Compito assegnato A |
Riporta fedelmente le righe dei dati, partendo da quella che contiene "Target: white cheese crumble" e arrivando a quella che contiene "(1103, 863)", entrambe comprese. Tralascia le immagini.

------------------------------------

Il Meltdown Festival rappresenta uno dei più importanti appuntamenti estivi della scena londinese. Sin dal 1993 l’evento che si tiene nella splendida Royal Festival Hall a Southbank viene curato quasi ogni anno da un artista diverso. Quest’anno la 25° edizione del festival è stata curata da Robert Smith, cantante e compositore dei The Cure: “Ho finalmente risolto il mio puzzle psichedelico” ha affermato poco prima dell’inizio del festival. Ed è stato bello vedere tra i tanti artisti presenti, i migliori della scena secondo Robert, anche i JoyCut. La band bolognese ha ormai all’attivo numerosi concerti in giro per il mondo, soprattutto dopo l’uscita di PiecesOfUsWereLeftOnTheGround nel 2013 che li ha proiettati lungo un percorso di circa 300 date tra Nord America, Asia ed Europa. Il Meltdown Festival rappresenta un punto fondamentale per la carriera musicale della band guidata da Pasquale Pezzillo che abbiamo voluto incontrare dopo il concerto, una performance molto interessante, una delle più belle forse, animata anche da tante novità musicali.

------------------------------------

Compito assegnato B |
Secondo il testo sul Meltdown Festival, chi ha curato la 25ª edizione del festival?

------------------------------------

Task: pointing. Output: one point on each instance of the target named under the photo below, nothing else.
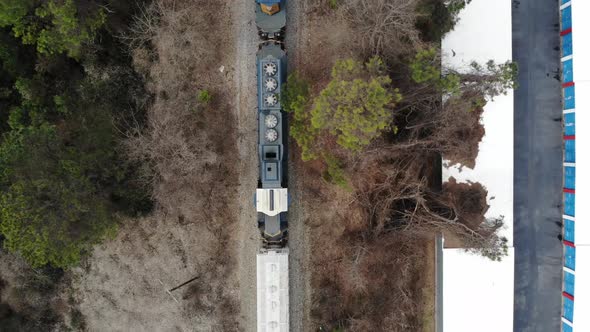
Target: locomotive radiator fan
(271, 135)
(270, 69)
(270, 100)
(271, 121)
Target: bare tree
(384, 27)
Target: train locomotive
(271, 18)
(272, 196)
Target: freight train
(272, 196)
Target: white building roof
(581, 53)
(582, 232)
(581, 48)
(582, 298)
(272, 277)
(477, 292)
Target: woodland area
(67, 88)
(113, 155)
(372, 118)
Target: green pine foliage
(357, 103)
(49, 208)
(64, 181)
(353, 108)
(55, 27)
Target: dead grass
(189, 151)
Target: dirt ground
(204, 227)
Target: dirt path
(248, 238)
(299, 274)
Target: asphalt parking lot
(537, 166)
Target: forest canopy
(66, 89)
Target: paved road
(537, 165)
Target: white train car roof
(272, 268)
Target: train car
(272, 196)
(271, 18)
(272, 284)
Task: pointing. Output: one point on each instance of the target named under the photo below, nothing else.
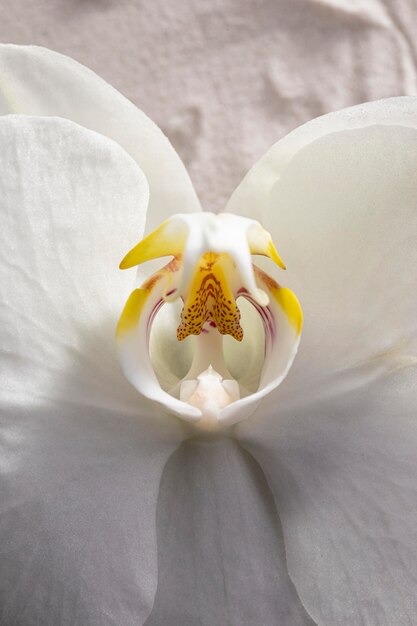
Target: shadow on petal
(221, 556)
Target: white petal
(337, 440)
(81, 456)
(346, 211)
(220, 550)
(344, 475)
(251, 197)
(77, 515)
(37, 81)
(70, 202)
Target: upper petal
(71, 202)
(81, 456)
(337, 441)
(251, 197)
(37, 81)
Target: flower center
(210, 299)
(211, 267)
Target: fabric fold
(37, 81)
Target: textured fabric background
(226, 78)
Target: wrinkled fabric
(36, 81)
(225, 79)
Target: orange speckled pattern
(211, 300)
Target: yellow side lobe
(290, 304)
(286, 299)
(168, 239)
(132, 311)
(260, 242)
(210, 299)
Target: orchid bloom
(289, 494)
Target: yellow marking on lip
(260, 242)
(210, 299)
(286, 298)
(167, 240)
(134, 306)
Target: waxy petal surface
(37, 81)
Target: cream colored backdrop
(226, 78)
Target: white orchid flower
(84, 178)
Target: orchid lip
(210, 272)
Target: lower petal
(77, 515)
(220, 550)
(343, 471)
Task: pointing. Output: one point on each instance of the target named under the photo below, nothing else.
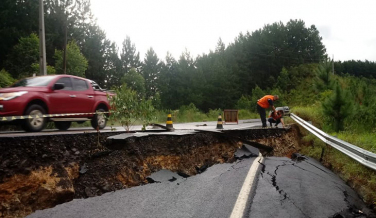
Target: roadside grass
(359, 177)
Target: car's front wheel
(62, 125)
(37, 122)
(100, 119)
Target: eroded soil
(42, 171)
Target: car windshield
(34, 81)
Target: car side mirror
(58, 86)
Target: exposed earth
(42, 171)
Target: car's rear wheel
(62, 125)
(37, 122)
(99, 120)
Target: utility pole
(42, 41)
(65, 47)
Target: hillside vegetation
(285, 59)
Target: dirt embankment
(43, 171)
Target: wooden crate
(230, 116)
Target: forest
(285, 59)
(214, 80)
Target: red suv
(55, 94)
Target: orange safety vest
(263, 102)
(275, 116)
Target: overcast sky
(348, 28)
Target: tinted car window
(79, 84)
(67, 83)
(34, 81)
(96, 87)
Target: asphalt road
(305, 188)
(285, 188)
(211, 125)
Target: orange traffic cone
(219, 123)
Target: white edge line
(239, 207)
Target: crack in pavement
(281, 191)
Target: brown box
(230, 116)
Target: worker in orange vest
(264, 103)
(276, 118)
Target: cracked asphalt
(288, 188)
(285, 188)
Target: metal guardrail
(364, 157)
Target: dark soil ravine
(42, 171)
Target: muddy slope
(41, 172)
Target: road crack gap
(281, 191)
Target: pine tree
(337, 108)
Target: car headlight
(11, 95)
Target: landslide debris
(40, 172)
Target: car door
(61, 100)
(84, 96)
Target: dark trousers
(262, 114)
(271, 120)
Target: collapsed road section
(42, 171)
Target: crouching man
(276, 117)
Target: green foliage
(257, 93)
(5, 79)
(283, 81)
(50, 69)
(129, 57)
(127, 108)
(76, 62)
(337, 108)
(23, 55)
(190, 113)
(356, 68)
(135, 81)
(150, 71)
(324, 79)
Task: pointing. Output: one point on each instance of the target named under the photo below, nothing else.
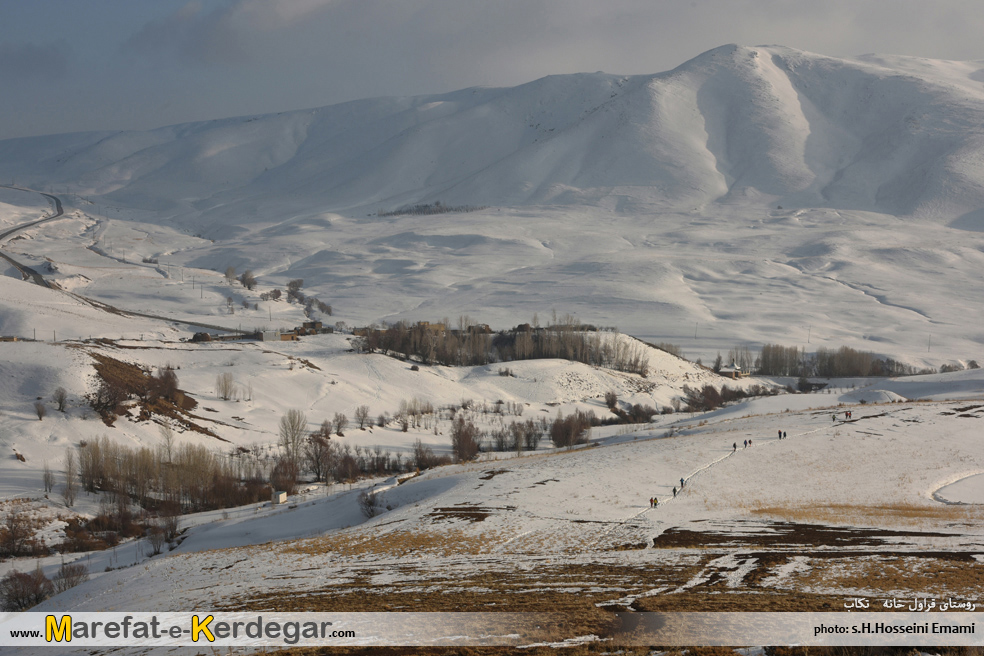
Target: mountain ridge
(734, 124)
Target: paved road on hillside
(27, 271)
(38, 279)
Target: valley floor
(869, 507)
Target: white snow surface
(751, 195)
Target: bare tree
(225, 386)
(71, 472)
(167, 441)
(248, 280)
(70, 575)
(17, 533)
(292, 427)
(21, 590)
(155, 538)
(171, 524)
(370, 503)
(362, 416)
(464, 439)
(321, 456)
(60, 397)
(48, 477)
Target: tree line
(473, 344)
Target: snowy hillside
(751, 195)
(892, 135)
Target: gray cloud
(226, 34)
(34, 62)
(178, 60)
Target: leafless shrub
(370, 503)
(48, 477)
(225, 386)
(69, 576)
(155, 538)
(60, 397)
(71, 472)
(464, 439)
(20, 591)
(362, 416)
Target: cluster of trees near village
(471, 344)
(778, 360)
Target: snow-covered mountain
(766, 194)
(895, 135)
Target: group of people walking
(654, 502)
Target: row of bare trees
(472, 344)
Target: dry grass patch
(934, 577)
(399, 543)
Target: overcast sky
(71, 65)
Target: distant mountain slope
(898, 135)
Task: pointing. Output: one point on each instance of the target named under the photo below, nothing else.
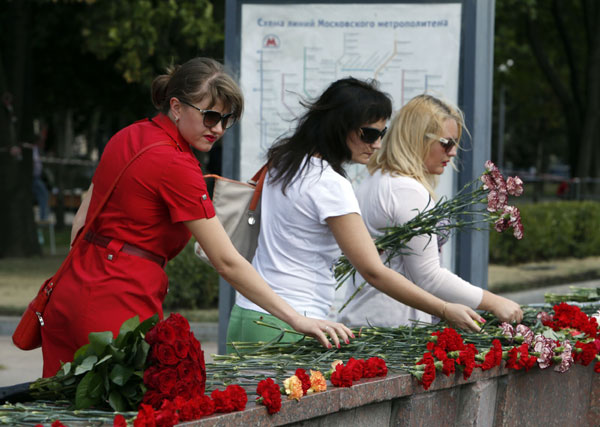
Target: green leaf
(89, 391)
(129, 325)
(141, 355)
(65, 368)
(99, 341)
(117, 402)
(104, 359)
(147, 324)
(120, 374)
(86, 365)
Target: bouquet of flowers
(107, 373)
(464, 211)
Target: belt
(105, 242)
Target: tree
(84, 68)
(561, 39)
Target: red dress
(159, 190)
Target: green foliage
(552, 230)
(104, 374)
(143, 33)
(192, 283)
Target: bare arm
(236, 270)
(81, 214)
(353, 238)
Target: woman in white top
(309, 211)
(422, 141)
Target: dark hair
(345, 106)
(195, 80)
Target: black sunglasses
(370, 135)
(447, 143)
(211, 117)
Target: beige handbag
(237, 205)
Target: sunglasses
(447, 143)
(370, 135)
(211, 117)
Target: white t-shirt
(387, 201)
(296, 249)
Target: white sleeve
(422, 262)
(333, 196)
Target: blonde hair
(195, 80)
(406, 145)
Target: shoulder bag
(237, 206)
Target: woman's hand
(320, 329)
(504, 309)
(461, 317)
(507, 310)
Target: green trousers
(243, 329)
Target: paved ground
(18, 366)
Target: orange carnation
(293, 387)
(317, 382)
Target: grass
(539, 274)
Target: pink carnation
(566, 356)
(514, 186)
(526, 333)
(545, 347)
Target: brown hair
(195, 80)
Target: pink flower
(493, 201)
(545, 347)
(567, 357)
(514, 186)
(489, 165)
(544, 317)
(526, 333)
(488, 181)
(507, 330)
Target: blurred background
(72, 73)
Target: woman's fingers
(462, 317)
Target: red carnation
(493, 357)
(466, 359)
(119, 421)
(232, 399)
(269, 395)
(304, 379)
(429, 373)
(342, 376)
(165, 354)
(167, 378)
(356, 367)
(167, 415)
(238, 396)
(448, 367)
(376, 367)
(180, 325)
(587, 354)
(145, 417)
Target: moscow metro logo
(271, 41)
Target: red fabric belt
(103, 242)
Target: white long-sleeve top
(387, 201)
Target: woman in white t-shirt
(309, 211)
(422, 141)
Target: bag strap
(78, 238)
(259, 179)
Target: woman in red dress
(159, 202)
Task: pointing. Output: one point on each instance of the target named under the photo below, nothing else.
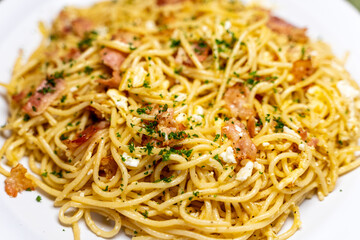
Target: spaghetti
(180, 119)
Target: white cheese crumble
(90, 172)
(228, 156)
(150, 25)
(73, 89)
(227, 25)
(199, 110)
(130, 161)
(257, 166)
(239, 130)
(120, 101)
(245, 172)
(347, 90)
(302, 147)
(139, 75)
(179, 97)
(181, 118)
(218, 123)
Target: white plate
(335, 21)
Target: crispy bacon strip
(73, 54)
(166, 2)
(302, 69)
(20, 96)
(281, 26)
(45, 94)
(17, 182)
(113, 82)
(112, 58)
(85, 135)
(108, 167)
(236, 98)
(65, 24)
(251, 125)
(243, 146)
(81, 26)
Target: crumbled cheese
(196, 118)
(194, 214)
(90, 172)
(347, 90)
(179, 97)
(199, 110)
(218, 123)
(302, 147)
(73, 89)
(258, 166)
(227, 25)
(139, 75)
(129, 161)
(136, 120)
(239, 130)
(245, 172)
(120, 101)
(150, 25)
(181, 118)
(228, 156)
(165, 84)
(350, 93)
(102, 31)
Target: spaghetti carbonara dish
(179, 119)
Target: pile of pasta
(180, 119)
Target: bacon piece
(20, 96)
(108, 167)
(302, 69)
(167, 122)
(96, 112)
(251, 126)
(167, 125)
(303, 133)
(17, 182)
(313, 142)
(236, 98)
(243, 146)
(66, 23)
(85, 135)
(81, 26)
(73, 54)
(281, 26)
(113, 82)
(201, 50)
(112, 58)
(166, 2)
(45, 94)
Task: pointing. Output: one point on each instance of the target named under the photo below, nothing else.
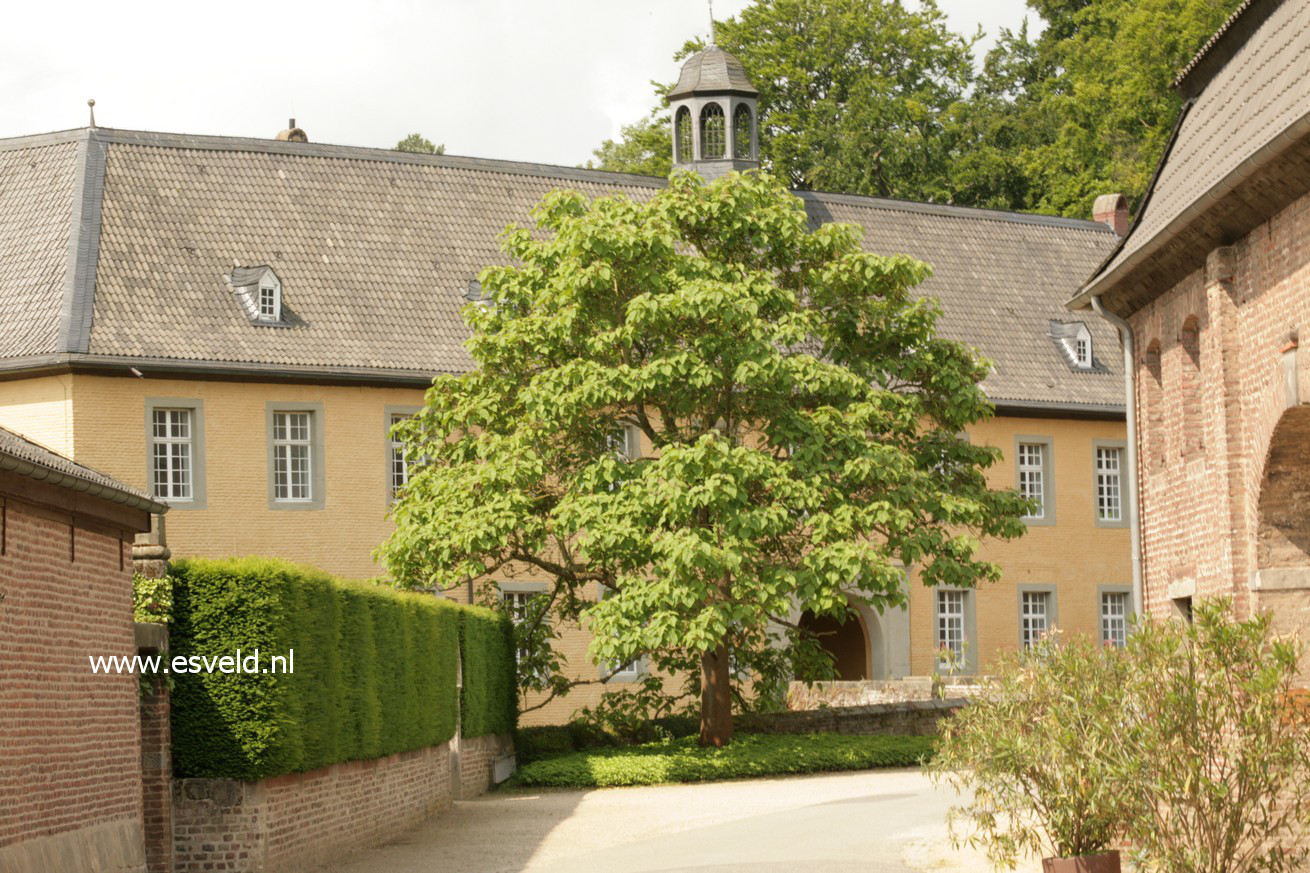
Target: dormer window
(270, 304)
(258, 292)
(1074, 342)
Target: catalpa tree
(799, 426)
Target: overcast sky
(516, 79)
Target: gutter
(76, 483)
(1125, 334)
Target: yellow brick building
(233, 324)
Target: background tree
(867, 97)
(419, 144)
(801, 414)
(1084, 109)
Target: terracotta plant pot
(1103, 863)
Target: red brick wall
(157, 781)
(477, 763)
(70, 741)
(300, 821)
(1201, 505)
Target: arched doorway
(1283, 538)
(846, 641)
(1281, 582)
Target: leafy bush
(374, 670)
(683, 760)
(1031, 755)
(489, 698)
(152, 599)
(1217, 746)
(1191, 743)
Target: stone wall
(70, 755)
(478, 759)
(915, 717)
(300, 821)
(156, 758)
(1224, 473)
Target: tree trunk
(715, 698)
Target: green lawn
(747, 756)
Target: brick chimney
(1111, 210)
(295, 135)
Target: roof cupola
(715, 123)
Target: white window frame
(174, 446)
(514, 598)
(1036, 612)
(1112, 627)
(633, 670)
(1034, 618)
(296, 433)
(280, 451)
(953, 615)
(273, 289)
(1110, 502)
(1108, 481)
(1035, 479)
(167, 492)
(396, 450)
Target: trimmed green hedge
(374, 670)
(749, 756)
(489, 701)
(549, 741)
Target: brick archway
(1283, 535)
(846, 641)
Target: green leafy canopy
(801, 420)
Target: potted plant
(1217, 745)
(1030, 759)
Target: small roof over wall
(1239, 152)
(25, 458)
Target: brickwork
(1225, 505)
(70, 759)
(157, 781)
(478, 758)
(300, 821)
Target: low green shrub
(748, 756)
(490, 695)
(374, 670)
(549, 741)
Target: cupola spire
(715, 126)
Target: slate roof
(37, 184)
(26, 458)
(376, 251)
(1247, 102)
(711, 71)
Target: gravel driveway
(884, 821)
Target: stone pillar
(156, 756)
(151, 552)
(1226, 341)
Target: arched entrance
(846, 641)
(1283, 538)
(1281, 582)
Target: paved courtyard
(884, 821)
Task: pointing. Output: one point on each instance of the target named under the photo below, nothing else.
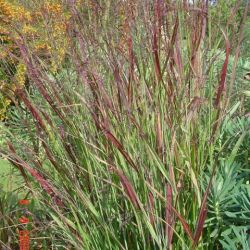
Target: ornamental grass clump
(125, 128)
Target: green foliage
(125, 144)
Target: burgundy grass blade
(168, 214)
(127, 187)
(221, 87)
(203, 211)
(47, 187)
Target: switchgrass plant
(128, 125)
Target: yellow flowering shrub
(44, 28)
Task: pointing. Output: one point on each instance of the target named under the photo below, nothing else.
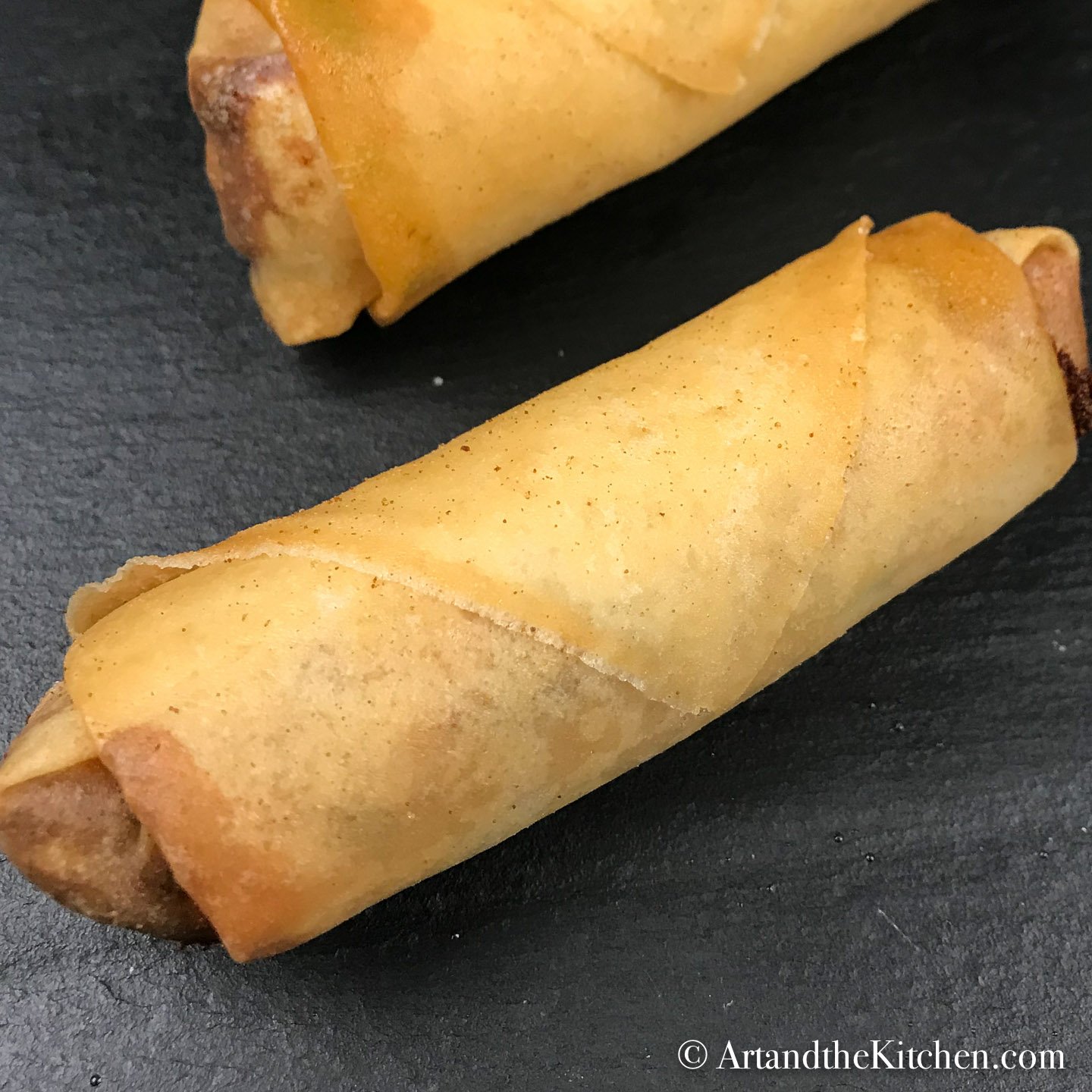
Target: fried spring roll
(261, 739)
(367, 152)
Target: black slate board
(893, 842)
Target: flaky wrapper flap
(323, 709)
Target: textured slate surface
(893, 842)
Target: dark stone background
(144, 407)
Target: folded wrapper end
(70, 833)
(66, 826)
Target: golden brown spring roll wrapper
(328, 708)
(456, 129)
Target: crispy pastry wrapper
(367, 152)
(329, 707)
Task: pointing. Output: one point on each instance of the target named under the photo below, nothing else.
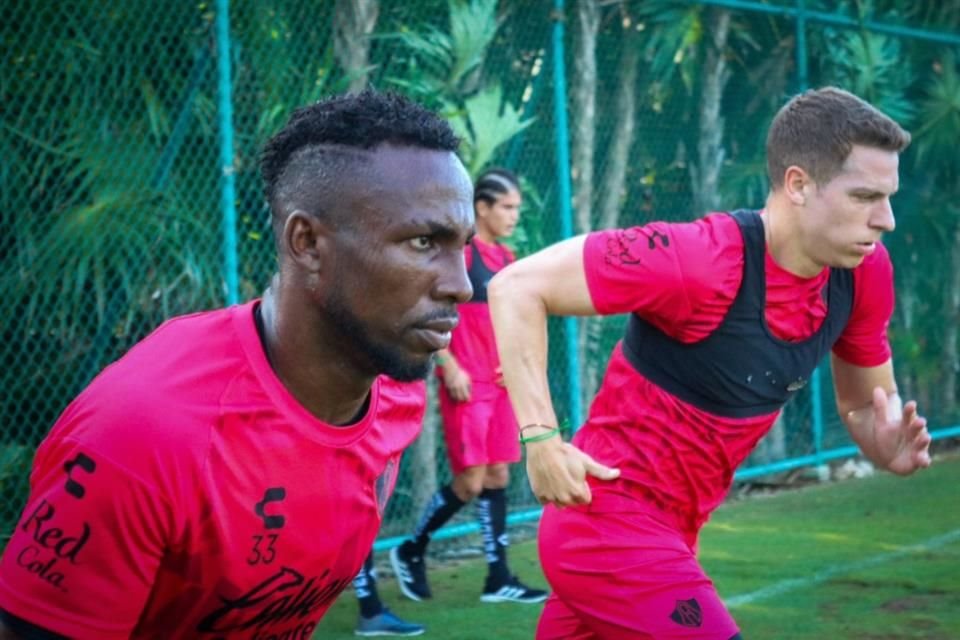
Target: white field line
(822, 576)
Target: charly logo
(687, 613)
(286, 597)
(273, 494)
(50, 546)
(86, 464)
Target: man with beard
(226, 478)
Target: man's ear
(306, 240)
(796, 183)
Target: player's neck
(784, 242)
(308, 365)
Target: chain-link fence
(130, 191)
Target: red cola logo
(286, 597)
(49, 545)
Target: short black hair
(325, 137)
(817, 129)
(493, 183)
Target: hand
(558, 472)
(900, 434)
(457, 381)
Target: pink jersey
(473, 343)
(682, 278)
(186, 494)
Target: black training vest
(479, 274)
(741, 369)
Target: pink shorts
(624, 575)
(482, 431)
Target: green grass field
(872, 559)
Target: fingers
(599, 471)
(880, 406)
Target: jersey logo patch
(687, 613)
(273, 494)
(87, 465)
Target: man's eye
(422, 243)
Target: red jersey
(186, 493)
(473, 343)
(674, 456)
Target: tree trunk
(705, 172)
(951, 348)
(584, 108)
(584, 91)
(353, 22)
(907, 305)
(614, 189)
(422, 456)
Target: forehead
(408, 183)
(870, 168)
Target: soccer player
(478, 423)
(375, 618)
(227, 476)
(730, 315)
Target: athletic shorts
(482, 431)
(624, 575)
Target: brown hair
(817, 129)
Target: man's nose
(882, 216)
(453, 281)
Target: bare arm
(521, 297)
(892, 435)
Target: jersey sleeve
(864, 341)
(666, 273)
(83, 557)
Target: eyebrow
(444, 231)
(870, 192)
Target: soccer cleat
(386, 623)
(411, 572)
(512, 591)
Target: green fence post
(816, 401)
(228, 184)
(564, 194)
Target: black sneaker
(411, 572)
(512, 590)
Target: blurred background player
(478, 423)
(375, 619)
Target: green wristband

------------------------------------

Soluzione completa A |
Target: white cheese crumble
(90, 172)
(228, 156)
(150, 25)
(73, 89)
(227, 25)
(199, 110)
(130, 161)
(257, 166)
(239, 130)
(120, 101)
(245, 172)
(347, 90)
(302, 147)
(139, 75)
(179, 97)
(181, 118)
(218, 123)
Target: white plate
(335, 21)
Target: crispy bacon strip
(73, 54)
(166, 2)
(302, 69)
(20, 96)
(281, 26)
(45, 94)
(17, 182)
(113, 82)
(112, 58)
(85, 135)
(108, 167)
(236, 98)
(65, 24)
(251, 125)
(243, 146)
(81, 26)
Target: crumbled cheese
(196, 118)
(194, 214)
(90, 172)
(347, 90)
(179, 97)
(199, 110)
(218, 123)
(302, 147)
(73, 89)
(258, 166)
(227, 25)
(139, 75)
(129, 161)
(136, 120)
(239, 130)
(245, 172)
(120, 101)
(150, 25)
(181, 118)
(228, 156)
(165, 84)
(350, 93)
(102, 31)
Target: spaghetti carbonara dish
(179, 119)
Target: pile of pasta
(180, 119)
Target: bacon piece
(20, 96)
(108, 167)
(302, 69)
(167, 122)
(96, 112)
(251, 126)
(167, 125)
(303, 133)
(17, 182)
(313, 142)
(236, 98)
(243, 146)
(66, 23)
(85, 135)
(81, 26)
(73, 54)
(281, 26)
(113, 82)
(201, 50)
(112, 58)
(166, 2)
(45, 94)
Task: pointing. Output: one point on each instance of the target named under the photo below, nothing else.
Target: dormer window
(270, 304)
(258, 292)
(1074, 342)
Target: catalpa tree
(799, 426)
Target: overcast sky
(516, 79)
Target: gutter
(76, 483)
(1125, 334)
Target: yellow brick building
(233, 324)
Target: background tree
(867, 97)
(419, 144)
(801, 414)
(1084, 109)
Target: terracotta plant pot
(1103, 863)

Soluzione completa B |
Robert Smith, cantante e compositore dei The Cure.